# Exercise aim:
Print exactly the lines from the line with "The response MUST carry one point per instance of the flag" to the last line of the data, please, both included.

Dataset records about object locations

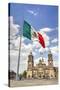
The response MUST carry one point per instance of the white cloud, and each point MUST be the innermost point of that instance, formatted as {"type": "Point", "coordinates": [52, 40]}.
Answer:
{"type": "Point", "coordinates": [46, 29]}
{"type": "Point", "coordinates": [32, 12]}
{"type": "Point", "coordinates": [42, 50]}
{"type": "Point", "coordinates": [55, 40]}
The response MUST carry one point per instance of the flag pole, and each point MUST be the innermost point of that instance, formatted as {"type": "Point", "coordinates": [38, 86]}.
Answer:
{"type": "Point", "coordinates": [19, 57]}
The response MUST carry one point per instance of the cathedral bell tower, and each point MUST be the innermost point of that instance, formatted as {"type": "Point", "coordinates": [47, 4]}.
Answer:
{"type": "Point", "coordinates": [50, 59]}
{"type": "Point", "coordinates": [30, 66]}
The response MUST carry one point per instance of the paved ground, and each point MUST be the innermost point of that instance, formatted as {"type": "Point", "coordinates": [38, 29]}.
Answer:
{"type": "Point", "coordinates": [34, 82]}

# Result:
The response MUST carry one point per instance of the flag pole, and each point MUST be the innermost point of that instance, formatted as {"type": "Point", "coordinates": [38, 86]}.
Answer:
{"type": "Point", "coordinates": [19, 57]}
The response MUST carry one point per instance of the cathedral bell tower, and each point MUST be the innermost point of that instance, formatted as {"type": "Point", "coordinates": [47, 4]}.
Answer:
{"type": "Point", "coordinates": [50, 59]}
{"type": "Point", "coordinates": [30, 66]}
The response MUST carry one point per instance of the paved ground, and each point MUST be the innermost point of that instance, formatted as {"type": "Point", "coordinates": [38, 29]}.
Answer:
{"type": "Point", "coordinates": [34, 82]}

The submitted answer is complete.